* _TASK DESCRIPTION_
Your task is to output the entries below word for word.

* _ENTRIES SHOWN_
+--
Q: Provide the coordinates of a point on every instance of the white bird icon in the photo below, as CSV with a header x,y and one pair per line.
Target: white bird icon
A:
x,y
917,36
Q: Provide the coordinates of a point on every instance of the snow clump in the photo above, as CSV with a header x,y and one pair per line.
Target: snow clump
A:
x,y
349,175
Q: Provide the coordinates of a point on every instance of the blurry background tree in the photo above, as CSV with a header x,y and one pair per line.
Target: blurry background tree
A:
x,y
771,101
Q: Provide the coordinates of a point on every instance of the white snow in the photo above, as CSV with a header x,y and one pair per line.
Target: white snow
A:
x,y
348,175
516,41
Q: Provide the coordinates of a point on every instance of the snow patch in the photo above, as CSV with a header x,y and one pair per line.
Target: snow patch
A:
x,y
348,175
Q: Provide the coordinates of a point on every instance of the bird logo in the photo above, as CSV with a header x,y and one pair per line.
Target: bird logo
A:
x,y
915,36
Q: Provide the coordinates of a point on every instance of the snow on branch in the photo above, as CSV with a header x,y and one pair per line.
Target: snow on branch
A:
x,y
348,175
+--
* _WRITTEN RESPONSE_
Q: Provide the coordinates of a point on every instance of the white bird icon in the photo below, as CSV with a header x,y and one pair per line.
Target: white bird icon
A:
x,y
917,36
Q: Provide the coordinates of a point on every instance of the snow clump in the photo above, as CSV with a header x,y and one pair per line.
Target: snow clump
A:
x,y
349,175
Q: Provide the coordinates of a point on every instance of the blurry background tree in the photo above, as CSV with a header x,y and one pair per line.
Target: blurry background tree
A:
x,y
771,101
Q: Provide the coordinates of a point on every instance of the white snow in the photo above, as CSV with a header x,y and one pair per line.
Target: white snow
A:
x,y
348,175
516,41
Q: Provide the coordinates of a point on every instance of the snow patch in the photo above, as CSV with a header x,y and one pair per line.
Target: snow patch
A:
x,y
348,175
Q: Provide the coordinates of a point on every instance of the bird logo in the photo above, as CSV with a header x,y and one pair per line.
Target: bird logo
A:
x,y
915,36
Q: Provide the coordinates of a point on every instance of the snow on branch in the photo above, as CSV with a header x,y and one pair per line.
Target: snow on branch
A:
x,y
348,175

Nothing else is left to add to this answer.